** start of EXERCISE DATA **

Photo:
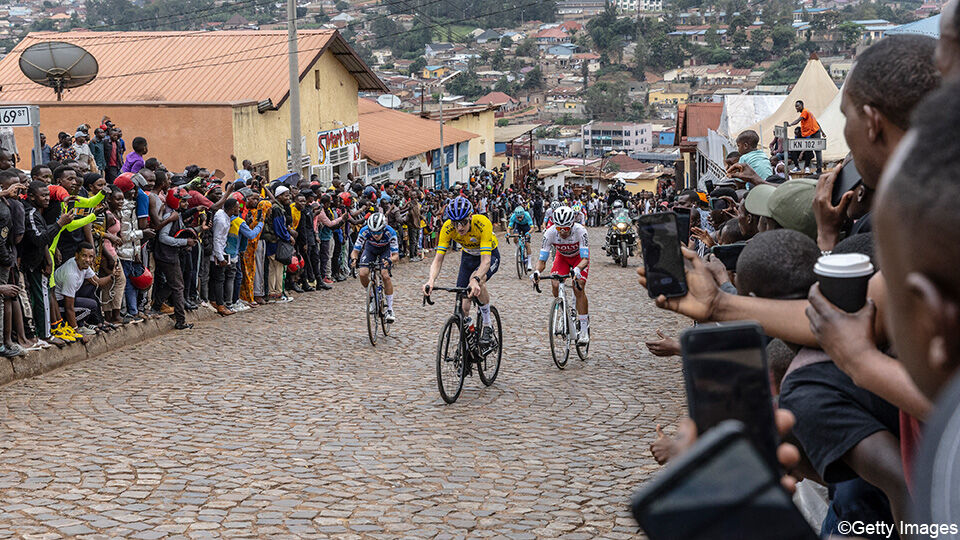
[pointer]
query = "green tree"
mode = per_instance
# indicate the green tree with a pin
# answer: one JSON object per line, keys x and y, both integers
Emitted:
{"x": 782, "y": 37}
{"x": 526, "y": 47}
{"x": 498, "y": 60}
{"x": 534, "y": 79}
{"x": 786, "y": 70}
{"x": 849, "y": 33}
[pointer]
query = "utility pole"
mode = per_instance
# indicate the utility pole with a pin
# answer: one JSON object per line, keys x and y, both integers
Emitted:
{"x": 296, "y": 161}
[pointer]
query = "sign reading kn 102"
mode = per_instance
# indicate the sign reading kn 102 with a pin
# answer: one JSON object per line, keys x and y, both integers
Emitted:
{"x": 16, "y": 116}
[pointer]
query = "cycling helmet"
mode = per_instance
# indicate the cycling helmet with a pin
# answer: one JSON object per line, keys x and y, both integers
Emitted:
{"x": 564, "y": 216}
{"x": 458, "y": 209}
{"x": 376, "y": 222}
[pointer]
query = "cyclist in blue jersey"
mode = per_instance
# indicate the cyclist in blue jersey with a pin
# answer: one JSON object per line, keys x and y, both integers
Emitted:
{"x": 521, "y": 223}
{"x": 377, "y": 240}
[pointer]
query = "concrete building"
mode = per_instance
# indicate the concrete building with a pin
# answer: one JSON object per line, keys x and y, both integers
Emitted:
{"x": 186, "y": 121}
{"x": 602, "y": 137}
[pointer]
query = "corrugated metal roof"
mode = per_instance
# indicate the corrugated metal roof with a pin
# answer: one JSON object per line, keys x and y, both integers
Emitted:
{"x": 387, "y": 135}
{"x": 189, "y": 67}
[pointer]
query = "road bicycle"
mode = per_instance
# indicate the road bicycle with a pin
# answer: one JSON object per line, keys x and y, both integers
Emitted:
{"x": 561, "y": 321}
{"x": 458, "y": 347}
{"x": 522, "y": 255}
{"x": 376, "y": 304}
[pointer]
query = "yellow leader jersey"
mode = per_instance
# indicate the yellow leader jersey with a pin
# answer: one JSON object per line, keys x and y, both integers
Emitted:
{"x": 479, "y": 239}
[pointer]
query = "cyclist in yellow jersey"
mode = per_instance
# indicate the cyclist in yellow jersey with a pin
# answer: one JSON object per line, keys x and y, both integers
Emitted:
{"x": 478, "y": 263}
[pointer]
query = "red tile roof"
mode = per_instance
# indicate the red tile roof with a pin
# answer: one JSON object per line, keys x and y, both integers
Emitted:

** end of EXERCISE DATA **

■ REQUIREMENTS
Report every line of the data above that contains the word "building".

■ TASK RESPONSE
query = "concrete building"
# indicate the concrete building with a pin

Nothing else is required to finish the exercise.